TASK GOAL -
Show each line of the records below that contains the word "positive", where case counts.
□ □ □ □
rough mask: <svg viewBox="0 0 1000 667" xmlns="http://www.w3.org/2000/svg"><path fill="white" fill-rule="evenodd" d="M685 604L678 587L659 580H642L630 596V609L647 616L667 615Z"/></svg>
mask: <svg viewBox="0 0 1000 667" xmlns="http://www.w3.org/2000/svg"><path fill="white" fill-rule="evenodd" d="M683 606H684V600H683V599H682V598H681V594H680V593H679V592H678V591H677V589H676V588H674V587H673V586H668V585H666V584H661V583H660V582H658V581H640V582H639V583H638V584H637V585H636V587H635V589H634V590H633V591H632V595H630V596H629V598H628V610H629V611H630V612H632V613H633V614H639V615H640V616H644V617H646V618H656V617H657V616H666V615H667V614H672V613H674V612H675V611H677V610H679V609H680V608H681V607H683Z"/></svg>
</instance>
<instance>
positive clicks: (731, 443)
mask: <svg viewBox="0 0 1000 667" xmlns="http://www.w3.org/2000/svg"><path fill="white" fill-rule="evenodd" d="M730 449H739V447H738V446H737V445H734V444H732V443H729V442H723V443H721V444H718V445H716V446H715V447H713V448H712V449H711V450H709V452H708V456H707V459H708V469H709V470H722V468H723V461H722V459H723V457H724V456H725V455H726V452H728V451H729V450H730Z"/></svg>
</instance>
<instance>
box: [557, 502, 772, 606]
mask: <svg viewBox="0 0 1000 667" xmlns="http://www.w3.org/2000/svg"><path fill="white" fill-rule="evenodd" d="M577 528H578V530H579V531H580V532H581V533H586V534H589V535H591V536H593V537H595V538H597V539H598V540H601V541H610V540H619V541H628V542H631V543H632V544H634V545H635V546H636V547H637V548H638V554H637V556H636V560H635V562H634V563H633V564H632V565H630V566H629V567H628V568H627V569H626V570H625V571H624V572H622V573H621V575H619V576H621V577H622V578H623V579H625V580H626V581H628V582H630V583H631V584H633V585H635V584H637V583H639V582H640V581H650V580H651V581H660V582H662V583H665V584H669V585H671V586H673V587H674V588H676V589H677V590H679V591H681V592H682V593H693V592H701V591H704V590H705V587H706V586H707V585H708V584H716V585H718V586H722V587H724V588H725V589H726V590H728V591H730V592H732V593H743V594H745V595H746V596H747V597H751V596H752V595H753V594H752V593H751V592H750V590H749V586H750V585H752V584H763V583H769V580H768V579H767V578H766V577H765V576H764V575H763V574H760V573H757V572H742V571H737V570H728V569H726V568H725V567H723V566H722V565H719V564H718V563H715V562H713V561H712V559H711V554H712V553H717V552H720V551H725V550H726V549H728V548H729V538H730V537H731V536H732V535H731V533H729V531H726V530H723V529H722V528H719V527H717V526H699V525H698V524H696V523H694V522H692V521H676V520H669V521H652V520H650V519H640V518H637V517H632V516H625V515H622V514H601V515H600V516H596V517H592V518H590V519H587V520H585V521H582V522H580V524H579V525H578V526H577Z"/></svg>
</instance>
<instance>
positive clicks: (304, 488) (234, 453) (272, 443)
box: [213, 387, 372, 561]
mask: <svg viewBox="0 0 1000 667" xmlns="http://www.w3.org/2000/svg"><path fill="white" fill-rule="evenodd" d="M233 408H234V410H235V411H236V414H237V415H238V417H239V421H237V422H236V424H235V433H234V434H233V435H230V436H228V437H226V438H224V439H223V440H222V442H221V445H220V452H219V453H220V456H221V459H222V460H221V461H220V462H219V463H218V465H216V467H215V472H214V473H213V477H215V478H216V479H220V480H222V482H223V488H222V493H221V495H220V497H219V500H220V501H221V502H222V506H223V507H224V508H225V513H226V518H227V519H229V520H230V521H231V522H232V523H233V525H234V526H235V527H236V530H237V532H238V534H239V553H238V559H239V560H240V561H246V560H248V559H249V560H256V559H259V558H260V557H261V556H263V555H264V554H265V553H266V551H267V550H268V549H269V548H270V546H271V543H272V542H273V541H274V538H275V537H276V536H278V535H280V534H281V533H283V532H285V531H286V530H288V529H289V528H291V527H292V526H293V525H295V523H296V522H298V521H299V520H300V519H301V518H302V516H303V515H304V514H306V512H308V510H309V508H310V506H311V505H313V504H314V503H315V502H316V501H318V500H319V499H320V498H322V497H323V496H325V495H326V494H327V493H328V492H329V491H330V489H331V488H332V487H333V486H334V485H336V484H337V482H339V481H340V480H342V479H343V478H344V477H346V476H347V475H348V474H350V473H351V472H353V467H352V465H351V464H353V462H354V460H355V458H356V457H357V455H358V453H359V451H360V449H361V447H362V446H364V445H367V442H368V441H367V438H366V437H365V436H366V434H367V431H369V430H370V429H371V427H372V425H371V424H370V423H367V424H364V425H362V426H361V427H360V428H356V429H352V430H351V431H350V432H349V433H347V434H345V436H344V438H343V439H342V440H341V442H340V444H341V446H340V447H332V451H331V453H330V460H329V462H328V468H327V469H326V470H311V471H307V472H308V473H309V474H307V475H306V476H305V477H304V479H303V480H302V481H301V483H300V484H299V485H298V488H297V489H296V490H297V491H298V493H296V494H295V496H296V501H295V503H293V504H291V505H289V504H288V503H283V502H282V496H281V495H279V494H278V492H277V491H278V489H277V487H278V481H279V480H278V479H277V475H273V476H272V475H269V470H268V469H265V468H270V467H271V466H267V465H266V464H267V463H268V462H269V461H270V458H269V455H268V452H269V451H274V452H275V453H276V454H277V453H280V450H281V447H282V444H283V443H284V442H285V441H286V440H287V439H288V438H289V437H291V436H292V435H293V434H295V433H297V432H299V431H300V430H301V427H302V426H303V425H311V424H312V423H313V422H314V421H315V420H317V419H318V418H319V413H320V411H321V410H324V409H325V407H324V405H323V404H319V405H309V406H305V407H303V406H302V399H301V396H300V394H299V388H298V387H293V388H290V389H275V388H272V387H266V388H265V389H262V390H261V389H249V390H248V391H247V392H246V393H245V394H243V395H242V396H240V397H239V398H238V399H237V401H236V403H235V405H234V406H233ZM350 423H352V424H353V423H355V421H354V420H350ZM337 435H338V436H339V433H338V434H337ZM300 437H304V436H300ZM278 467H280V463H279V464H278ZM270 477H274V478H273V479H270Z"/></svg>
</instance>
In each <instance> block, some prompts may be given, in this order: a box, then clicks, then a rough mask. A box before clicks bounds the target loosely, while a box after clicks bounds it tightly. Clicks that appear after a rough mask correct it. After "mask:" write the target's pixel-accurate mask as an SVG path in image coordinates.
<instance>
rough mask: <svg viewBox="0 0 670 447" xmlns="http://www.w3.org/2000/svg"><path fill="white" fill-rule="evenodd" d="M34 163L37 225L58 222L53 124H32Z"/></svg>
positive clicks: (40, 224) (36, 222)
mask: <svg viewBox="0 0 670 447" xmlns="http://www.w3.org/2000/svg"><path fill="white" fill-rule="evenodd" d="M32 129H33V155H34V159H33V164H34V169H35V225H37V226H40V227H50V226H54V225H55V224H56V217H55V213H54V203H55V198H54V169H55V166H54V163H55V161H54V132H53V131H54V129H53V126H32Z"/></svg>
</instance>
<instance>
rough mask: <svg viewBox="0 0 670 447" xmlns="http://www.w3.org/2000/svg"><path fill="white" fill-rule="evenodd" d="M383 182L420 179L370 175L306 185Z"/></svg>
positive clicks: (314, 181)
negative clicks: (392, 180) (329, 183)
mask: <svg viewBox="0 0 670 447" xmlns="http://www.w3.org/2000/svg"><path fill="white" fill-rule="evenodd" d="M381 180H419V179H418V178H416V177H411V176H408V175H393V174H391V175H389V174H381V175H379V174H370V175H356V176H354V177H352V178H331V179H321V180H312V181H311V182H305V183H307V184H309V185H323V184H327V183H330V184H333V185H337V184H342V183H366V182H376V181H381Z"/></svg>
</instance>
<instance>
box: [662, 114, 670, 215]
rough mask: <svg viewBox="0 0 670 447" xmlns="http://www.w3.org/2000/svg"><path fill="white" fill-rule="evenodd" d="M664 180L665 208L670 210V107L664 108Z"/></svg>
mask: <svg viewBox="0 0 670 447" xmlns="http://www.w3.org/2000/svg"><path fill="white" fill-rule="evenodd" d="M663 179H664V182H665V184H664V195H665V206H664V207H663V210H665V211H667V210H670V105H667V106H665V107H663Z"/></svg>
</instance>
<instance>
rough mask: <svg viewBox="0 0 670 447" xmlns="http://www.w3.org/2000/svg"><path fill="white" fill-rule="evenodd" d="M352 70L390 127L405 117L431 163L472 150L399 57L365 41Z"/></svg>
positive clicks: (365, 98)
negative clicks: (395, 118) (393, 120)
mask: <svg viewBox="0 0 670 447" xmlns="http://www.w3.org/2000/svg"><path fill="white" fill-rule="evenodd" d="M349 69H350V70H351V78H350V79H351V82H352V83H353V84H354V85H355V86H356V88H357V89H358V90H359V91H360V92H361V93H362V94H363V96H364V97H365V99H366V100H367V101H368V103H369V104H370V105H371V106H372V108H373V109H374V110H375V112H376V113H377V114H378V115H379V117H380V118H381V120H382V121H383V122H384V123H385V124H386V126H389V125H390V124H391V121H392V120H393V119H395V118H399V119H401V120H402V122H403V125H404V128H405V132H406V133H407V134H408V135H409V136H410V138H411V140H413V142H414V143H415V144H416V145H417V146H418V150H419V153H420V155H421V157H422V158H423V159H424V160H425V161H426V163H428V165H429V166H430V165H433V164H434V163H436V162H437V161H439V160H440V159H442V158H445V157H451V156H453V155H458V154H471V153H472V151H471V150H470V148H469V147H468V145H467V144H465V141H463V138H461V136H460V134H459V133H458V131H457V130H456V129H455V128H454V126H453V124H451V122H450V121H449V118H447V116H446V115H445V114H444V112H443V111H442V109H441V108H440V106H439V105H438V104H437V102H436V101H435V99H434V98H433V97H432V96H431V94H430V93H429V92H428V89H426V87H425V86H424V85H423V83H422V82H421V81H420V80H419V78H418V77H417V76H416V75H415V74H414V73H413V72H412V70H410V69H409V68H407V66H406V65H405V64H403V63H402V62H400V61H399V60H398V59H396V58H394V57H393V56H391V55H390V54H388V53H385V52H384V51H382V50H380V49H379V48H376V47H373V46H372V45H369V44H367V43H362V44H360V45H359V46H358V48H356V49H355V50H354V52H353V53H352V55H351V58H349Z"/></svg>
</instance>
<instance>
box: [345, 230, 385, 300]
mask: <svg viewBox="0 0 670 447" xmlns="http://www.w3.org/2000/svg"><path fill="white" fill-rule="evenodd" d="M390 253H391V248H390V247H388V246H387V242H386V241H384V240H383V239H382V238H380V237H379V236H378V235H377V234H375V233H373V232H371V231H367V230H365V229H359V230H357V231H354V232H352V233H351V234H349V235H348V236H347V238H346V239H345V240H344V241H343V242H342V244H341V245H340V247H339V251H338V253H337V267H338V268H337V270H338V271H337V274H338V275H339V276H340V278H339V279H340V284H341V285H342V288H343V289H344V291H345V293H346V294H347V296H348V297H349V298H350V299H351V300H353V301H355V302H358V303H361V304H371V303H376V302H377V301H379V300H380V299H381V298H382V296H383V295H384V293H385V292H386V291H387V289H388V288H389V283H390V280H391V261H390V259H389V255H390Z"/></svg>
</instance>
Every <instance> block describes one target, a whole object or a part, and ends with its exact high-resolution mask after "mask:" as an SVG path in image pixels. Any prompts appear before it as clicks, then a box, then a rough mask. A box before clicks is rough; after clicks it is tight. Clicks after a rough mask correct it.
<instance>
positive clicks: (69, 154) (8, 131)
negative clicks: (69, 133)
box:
□ □ □ □
OUTPUT FOR THIS EXERCISE -
positive clicks: (731, 443)
positive clicks: (304, 488) (234, 453) (272, 443)
positive clicks: (40, 224) (36, 222)
positive clicks: (314, 181)
positive clicks: (365, 98)
positive clicks: (69, 154) (8, 131)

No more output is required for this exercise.